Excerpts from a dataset

============================================================

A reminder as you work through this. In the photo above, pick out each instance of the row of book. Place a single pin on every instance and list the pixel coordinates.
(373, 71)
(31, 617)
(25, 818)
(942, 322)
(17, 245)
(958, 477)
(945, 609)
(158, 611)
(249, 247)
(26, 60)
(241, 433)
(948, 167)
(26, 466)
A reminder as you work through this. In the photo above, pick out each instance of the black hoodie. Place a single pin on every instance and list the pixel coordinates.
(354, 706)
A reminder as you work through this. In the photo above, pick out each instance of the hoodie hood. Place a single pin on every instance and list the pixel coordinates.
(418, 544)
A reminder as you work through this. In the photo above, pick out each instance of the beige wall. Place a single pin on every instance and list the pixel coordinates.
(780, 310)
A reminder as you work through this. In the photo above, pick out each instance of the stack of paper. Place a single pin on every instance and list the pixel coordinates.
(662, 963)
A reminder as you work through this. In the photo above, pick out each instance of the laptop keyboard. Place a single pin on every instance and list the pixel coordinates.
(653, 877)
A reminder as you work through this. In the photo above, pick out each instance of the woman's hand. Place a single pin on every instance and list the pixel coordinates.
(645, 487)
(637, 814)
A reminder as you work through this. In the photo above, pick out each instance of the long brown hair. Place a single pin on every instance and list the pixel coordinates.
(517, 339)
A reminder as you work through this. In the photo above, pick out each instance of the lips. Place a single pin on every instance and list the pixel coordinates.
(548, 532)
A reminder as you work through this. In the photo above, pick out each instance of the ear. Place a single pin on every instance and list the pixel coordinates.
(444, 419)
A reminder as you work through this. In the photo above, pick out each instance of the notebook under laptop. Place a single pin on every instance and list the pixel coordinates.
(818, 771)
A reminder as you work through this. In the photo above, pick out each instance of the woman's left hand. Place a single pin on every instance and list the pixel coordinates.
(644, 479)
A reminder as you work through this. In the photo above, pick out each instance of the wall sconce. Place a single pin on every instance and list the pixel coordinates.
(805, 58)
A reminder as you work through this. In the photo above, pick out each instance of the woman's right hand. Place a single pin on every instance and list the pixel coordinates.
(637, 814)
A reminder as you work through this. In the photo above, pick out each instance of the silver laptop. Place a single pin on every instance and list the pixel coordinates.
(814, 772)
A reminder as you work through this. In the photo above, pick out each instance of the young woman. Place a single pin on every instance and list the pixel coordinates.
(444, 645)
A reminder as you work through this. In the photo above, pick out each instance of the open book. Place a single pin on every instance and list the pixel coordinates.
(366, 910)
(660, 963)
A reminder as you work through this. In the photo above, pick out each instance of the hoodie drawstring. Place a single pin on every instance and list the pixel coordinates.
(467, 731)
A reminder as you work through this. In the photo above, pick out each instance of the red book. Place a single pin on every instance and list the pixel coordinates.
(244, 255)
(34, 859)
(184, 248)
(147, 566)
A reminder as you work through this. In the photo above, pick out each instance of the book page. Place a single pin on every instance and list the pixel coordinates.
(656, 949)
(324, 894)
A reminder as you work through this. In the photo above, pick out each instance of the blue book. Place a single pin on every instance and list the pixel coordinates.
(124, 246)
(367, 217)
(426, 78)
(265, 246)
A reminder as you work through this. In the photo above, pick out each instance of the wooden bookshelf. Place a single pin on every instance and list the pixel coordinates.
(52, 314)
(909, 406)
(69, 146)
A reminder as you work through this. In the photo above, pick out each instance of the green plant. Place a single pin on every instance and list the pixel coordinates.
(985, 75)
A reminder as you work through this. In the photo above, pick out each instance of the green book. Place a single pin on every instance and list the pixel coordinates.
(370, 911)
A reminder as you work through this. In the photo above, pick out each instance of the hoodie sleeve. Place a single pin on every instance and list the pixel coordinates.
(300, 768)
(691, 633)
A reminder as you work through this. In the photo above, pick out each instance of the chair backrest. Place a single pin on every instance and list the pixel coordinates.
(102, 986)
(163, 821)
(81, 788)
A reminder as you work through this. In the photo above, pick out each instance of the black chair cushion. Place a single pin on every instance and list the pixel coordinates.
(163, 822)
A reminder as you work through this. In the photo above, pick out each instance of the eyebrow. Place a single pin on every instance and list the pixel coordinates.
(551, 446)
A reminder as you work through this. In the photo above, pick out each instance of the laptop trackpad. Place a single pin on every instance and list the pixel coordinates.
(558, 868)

============================================================

What you should do. All of the data above needs to be set down again exactly. Include every line.

Expected answer.
A reminder as you work through this. In the photo above, pick out each instance of the row of book. Place a single pin on every instance and list the pixel coordinates.
(373, 71)
(31, 617)
(25, 818)
(942, 322)
(17, 245)
(958, 477)
(945, 609)
(158, 611)
(249, 247)
(26, 60)
(241, 433)
(948, 167)
(26, 466)
A reminder as you work through this. In the photo above, pick out each instance of the black hoodie. Place a single pin on every instance and list the pixel coordinates.
(354, 706)
A reminder as you work through this. In the photo above, pick out each instance of the hoodie hood. Place a single pin on every instance and list the pixel coordinates.
(418, 544)
A reminder as you work through this. In the photo above, pick out each instance of the beige wall. Place a single pin on every instance and list the pixel coordinates.
(780, 310)
A reminder as you work through this. In the photo above, pick out each instance of the stack of paper. Place a single pin on every instance and list the pixel coordinates.
(662, 963)
A reminder as you work through this. In the photo above, pick out each instance of the laptop keyboard. Place a single pin on every instance and list the pixel coordinates.
(653, 877)
A reminder as you work through this. In the photo above, pick out each instance of the woman's hand. Place a single pin on every instance and list the pixel coordinates.
(645, 487)
(637, 814)
A reminder as you work through this. In the photo above, pick out each instance of the long brown hair. Place a single pin on every instance and list the pixel coordinates.
(517, 339)
A reminder as you work through this. In the photo above, pick out each instance of the lips. Place a single pin on every instance and list the pixel coordinates.
(548, 532)
A reminder as you work through this. In the photo above, pick out each instance of the ear. Place a single pin on every instance and list the pixel coordinates.
(444, 419)
A reminder as you work through this. In the photo above, pick out each instance of the notebook under laptop. Place a single pin on every instance and list the pixel coordinates.
(818, 771)
A reminder as you work through this. In the photo above, pick out each instance of the woman's left hand. Place a single pin on every instance and list the pixel coordinates.
(644, 479)
A reminder as you work through this. In the photo above, pick out each instance of the wall sconce. Place a single pin on every instance and list the pixel coordinates.
(805, 58)
A reminder as you work through this. In the photo above, pick out each instance of the woman's right hand. Place a single pin on every instance and list the pixel coordinates.
(637, 814)
A reminder as you work through this. In the photo above, pick out each instance of the silver laptop. Place a single pin on every instance and list the pixel coordinates.
(814, 772)
A reminder as you work through this. In the photo above, pick out each instance of the young woman. Place a single pin on every instance and list the pixel coordinates.
(444, 645)
A reminder as you work through this. In the photo above, pick out each instance of the open book. Place a single pin on every instance and list the pixel coordinates.
(366, 910)
(660, 963)
A reminder as you work through this. In the photo above, pick out each instance of the hoodie drawstring. Place a single pin on every instance and list the pixel coordinates.
(467, 731)
A reminder as you work through this. In the photo above, pick out each instance of the red book. Place a single pin on every instance and list the pixel coordinates.
(244, 255)
(34, 859)
(184, 248)
(147, 566)
A reminder as you work through this. In the photo above, pick out each instance of the book page. Place a single pin on every instance and list the pixel coordinates.
(656, 949)
(324, 894)
A reminder as you work through this. In the photo above, pick out each instance of the blue book. Place a single pin on every instance and list the pixel coordinates.
(124, 246)
(367, 217)
(426, 78)
(265, 246)
A reminder as you work through this. In the photo above, pick out each instance of the wooden bookshelf. Place a single pin on every instance and list the pixel coordinates.
(52, 314)
(909, 406)
(69, 146)
A reminder as you work through this. In the photo above, pick out each instance of the green plant. Place a single pin on every instance and list the pixel coordinates.
(985, 75)
A reminder as you work through this. In the photo above, pick out each instance of the green book. Place a single pin on every instance and list the pixel coordinates.
(370, 911)
A reminder as you work through this. In the photo above, pick out each instance of the hoodie sleeve. Place a single pin on every instance and list the pixel coordinates.
(300, 768)
(691, 633)
A reminder as you work through this. In the photo above, pick out each instance of the chair backrest. Place a single pin on every instance and list the pixel coordinates.
(102, 986)
(163, 821)
(81, 788)
A reminder as you work through this. In the photo above, pick out each instance of the black chair cushion. Place a single pin on every instance and list the pixel coordinates.
(163, 822)
A reminder as you work through this. In the photo above, pick out each instance of the eyebrow. Place a single pin on every instance and list the pixel coordinates.
(551, 446)
A reminder as you work through this. In the photo above, pick out each instance of the laptop trackpad. Place a single pin on every instance and list the pixel coordinates.
(558, 868)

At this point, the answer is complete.